*** 原文段落
文本生成（二）【NLP论文复现】Relative position representations 相对位置编码突破Bert的文本长度限制！

本文链接：https://blog.csdn.net/weixin_45839693/article/details/112910652

本文介绍了如何通过复现NEZHA模型的相对位置编码，突破BERT模型512个token的输入长度限制。详细探讨了相对位置编码的原理，包括其在Self-Attention中的作用，以及如何在TensorFlow中实现这一方法。此外，还展示了如何利用NEZHA模型进行法律长文摘要生成，包括关键句抽取和生成模型的构建。

摘要由CSDN通过智能技术生成

Relative position representations 相对位置编码突破Bert文本512长度的限制

前言
Self-Attention with Relative Position Representations
NEZHA
How to build Relative Position
- Get Relative Position Embedding
- Send Relative Position to Self-attention
使用NEZHA实现法律长文摘要生成
总结
参考资料
代码地址

前言

论文原文：
Self-Attention with Relative Position Representations
NEZHA: NEURAL CONTEXTUALIZED REPRESENTATION FOR CHINESE LANGUAGE UNDERSTANDING

最近在研究苏神的《SPACES：“抽取-生成”式长文本摘要（法研杯总结）》
面向法律领域裁判文书的长文本摘要生成，涉及到长文的输入与输出，其输入加输出长度远超过bert限定的512，（Bert的postion_embedding是在预训练过程中训练好的，最长为512)。因此需要寻找解决突破输入长度限制的方法，目前了解到的解决方案：

Bert层次编码
T5模型相对位置编码
NEZHA相对位置编码

本文选择了华为的NEZHA模型的相对位置编码作为复现目标，先比T5来说，NEZHA沿用了 Self-attention with relative position representations 文中的相对位置编码方法，实现起来较为简单，并不需要给模型增加额外的可训练参数，问题在于增加了模型的计算量。

Self-Attention with Relative Position Representations

position_embedding的意义：position_embedding表征了token在输入中的位置信息，该位置信息主要在self-attention阶段被利用，具体可以理解为，在self-attention阶段，我们希望attention不仅要考虑word-embedding的信息，同时也要考虑到Q与K的位置关系。
不同于Transformer的绝对位置编码，论文作者希望将原来从first input传入的position_embedding 转移到self-attention中，并希望模型能在训练的过程中学习到这相对位置编码参数，最后作出假设：Residual connections help propagate position information to higher layers.
论文将token之间相对位置输入建模为一个有向的、全联接的图模型，希望通过直接创建两组边关系aVij and aKij 分别适用于attention中的QK点积计算，与V与softmax结果的点积计算，由此可以避免一些多余的线性变换。
V与softmax结果的点积计算，将相对位置信息传递给下游任务：

This extension is presumably important for tasks where information about the edge types selected by a given attention head is useful to downstream encoder or decoder layers.
attention中的QK点积计算，通过相对位置信息影响注意力分布：

model will consider edges when determining compatibility
对相对位置编码距离进行截断，将其最大相对位置设置为固定值K：

We hypothesized that precise relative position information is not useful beyond a
certain distance.
******
*** 数据行
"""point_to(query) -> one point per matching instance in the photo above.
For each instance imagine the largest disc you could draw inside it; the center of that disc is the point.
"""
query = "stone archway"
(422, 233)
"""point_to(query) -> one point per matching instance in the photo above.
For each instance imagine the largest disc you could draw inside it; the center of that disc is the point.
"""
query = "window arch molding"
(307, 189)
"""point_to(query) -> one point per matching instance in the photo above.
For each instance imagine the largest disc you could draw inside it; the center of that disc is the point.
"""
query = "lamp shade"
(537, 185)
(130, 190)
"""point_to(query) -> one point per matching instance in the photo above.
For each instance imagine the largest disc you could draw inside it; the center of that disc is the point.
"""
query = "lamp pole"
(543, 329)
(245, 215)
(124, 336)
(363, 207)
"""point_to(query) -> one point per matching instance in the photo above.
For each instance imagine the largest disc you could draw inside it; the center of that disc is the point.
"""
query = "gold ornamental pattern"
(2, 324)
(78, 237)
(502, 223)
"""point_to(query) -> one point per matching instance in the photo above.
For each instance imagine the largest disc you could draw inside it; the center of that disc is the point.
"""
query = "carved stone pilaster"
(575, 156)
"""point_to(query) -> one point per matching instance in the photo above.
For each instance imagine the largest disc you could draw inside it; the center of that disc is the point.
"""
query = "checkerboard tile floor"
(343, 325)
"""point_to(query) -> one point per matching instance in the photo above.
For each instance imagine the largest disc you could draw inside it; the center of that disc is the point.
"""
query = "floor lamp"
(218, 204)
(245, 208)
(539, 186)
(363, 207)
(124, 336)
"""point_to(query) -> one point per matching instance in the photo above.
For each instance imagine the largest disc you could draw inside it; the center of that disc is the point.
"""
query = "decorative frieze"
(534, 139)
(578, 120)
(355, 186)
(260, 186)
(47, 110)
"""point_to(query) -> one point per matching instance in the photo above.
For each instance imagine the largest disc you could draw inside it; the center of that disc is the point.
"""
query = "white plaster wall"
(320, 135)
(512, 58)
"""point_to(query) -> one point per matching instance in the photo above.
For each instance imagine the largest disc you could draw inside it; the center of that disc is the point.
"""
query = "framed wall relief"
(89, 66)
******
*** 数据行
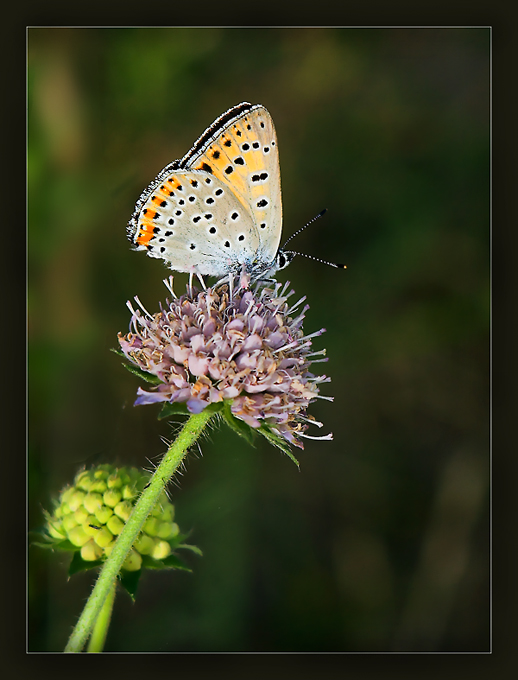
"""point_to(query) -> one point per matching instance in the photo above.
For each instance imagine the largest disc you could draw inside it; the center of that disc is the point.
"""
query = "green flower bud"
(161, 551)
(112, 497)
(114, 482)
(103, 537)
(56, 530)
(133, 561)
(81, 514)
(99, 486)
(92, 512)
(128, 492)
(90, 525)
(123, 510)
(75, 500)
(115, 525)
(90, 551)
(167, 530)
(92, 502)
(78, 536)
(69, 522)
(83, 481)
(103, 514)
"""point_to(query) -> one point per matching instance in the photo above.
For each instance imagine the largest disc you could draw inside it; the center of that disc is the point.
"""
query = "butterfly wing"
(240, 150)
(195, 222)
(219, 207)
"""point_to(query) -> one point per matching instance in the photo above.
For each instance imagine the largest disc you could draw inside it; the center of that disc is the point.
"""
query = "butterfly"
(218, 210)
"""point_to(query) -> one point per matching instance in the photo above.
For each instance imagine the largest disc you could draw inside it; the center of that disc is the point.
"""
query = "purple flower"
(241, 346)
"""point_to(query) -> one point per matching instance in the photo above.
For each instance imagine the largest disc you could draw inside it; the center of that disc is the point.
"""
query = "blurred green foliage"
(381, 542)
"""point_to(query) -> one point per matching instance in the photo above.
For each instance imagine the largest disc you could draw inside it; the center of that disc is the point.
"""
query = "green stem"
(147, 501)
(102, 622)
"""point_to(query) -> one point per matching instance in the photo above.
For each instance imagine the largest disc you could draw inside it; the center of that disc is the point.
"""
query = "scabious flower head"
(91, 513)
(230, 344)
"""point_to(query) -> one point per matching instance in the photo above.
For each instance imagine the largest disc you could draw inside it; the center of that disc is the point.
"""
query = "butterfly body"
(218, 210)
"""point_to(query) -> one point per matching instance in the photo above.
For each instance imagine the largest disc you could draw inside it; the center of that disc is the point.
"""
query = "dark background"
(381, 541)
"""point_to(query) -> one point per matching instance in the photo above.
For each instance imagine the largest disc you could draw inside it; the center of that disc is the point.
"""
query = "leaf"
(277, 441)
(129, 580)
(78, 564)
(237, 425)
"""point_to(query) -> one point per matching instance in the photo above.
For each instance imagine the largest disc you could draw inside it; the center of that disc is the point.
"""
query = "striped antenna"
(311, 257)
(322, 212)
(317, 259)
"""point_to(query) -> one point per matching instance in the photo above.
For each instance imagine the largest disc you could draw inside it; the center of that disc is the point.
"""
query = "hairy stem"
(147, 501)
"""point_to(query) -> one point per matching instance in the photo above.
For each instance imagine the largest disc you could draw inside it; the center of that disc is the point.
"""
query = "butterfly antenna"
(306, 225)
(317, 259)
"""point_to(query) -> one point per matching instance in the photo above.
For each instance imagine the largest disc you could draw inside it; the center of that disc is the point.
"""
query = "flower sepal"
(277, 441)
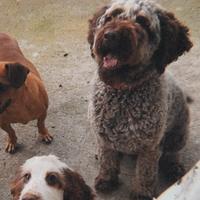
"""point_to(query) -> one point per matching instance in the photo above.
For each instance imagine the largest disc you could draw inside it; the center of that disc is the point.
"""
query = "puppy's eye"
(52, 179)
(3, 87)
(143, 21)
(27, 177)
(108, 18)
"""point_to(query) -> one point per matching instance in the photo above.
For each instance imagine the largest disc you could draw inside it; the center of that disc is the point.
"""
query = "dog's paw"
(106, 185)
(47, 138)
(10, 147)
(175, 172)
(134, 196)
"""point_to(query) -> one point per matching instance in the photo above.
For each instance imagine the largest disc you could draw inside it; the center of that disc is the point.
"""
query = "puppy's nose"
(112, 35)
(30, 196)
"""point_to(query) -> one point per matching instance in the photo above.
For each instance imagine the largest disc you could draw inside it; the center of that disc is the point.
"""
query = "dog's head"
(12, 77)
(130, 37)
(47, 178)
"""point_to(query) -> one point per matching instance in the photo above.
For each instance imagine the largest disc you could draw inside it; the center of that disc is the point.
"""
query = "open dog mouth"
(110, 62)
******
*** 数据行
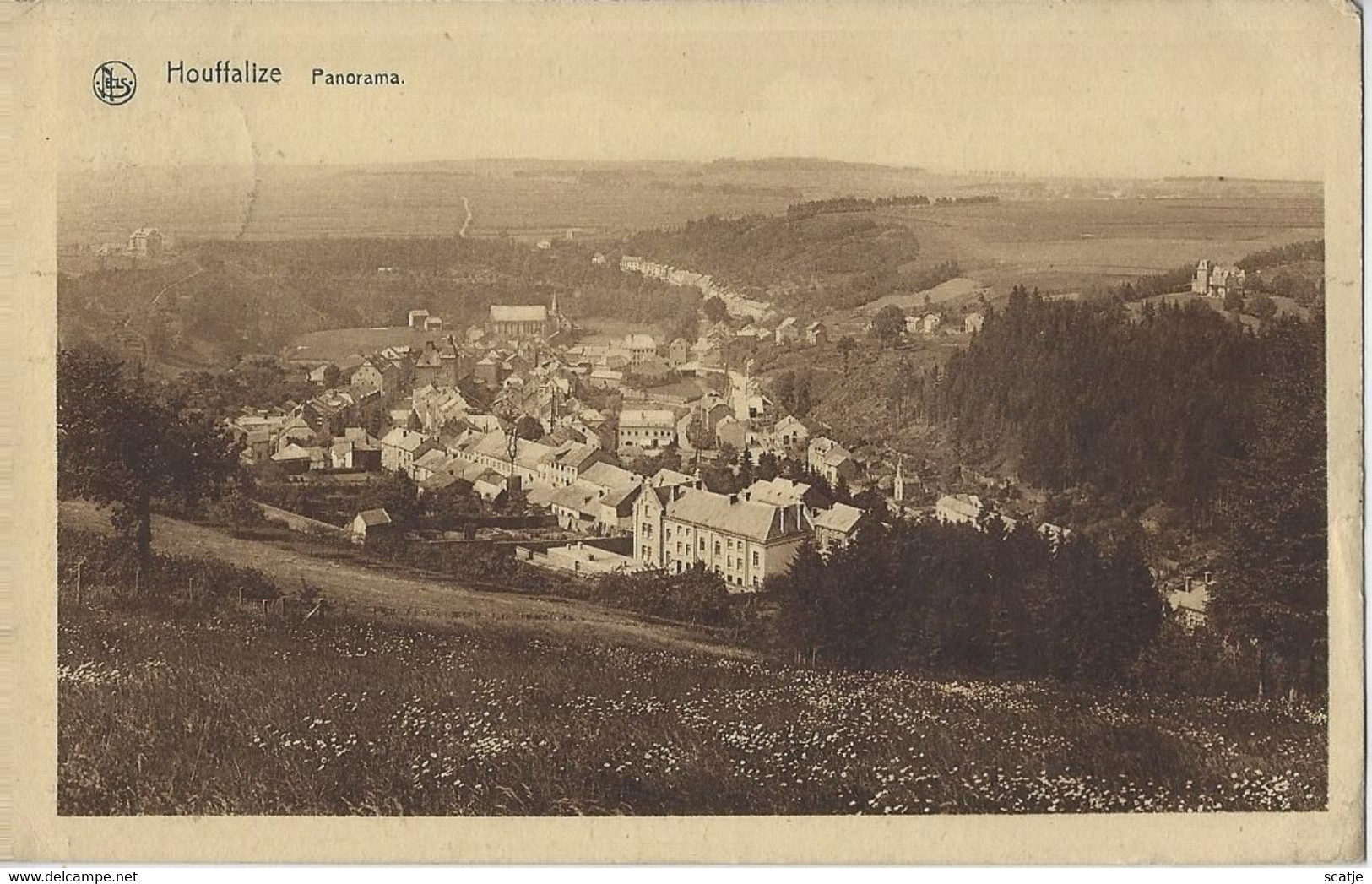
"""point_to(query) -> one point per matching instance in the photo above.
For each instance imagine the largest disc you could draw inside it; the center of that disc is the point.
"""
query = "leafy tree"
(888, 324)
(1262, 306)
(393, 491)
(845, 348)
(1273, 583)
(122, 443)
******
任务要求
a: 按原文所述，作者选择了哪个模型的相对位置编码作为复现目标？
b: 照原样抄录原文中从“V与softmax结果的点积计算，将相对位置信息传递给下游任务：”到“or decoder layers.”之间的文字，首尾两处都包括在内。
请只依据原文作答。

依次作答
a: 华为的NEZHA模型。

b:
V与softmax结果的点积计算，将相对位置信息传递给下游任务：

This extension is presumably important for tasks where information about the edge types selected by a given attention head is useful to downstream encoder or decoder layers.